SUPPLIED ENTRIES: Begin

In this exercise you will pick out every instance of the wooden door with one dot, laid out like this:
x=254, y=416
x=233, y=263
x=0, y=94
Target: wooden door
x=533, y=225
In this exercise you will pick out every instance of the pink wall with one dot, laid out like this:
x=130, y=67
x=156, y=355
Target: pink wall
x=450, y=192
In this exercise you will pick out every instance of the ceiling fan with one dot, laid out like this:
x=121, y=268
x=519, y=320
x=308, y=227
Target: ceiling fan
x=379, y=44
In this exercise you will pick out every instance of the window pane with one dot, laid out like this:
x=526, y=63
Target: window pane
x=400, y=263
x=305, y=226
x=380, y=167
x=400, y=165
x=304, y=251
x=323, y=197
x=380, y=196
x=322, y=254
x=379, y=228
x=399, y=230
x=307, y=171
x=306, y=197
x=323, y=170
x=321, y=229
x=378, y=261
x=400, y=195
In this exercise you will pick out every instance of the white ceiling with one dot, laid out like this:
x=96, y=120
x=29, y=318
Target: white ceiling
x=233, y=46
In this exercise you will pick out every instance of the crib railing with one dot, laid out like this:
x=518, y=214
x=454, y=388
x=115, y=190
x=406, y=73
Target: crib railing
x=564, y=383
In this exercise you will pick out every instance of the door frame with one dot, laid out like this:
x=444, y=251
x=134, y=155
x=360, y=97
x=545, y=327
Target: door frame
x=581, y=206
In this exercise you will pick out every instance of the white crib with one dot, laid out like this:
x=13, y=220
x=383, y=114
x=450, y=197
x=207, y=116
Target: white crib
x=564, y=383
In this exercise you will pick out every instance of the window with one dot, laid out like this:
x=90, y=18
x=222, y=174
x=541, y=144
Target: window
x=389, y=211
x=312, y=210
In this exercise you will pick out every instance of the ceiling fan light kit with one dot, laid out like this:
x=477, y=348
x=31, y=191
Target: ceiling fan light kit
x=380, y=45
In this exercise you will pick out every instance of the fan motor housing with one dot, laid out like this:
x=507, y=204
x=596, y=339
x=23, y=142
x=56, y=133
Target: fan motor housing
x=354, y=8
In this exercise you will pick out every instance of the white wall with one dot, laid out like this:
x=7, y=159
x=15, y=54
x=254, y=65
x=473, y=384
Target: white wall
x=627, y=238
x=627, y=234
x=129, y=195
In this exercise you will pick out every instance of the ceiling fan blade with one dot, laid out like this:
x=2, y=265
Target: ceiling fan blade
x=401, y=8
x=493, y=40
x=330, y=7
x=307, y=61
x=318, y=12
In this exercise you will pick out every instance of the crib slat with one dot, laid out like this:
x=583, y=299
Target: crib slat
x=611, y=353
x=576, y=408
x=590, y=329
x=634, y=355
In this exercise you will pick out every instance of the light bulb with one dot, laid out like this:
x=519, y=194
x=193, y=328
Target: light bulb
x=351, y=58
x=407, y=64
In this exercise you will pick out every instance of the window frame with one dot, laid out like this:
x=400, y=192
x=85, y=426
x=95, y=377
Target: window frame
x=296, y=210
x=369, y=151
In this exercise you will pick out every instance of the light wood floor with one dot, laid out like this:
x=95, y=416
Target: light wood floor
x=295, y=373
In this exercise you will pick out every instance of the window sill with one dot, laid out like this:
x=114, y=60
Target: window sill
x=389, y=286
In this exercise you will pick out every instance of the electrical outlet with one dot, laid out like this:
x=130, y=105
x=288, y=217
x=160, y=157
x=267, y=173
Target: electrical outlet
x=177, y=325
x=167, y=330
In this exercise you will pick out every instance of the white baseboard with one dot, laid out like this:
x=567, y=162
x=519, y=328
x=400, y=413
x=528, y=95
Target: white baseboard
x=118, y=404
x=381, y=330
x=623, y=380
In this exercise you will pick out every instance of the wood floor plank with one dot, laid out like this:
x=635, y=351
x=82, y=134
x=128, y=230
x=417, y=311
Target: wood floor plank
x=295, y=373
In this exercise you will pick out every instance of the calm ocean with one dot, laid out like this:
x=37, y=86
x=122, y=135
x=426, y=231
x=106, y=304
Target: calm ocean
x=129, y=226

SUPPLIED ENTRIES: End

Lines after the one containing "x=130, y=67" are not part of the task. Output the entries exactly from their first line through that one.

In this exercise you will pick out every instance of the wooden door with one dot, laid out like this:
x=254, y=416
x=233, y=263
x=0, y=94
Target: wooden door
x=533, y=225
In this exercise you will pick out every instance of the pink wall with one dot, laid out like this:
x=130, y=67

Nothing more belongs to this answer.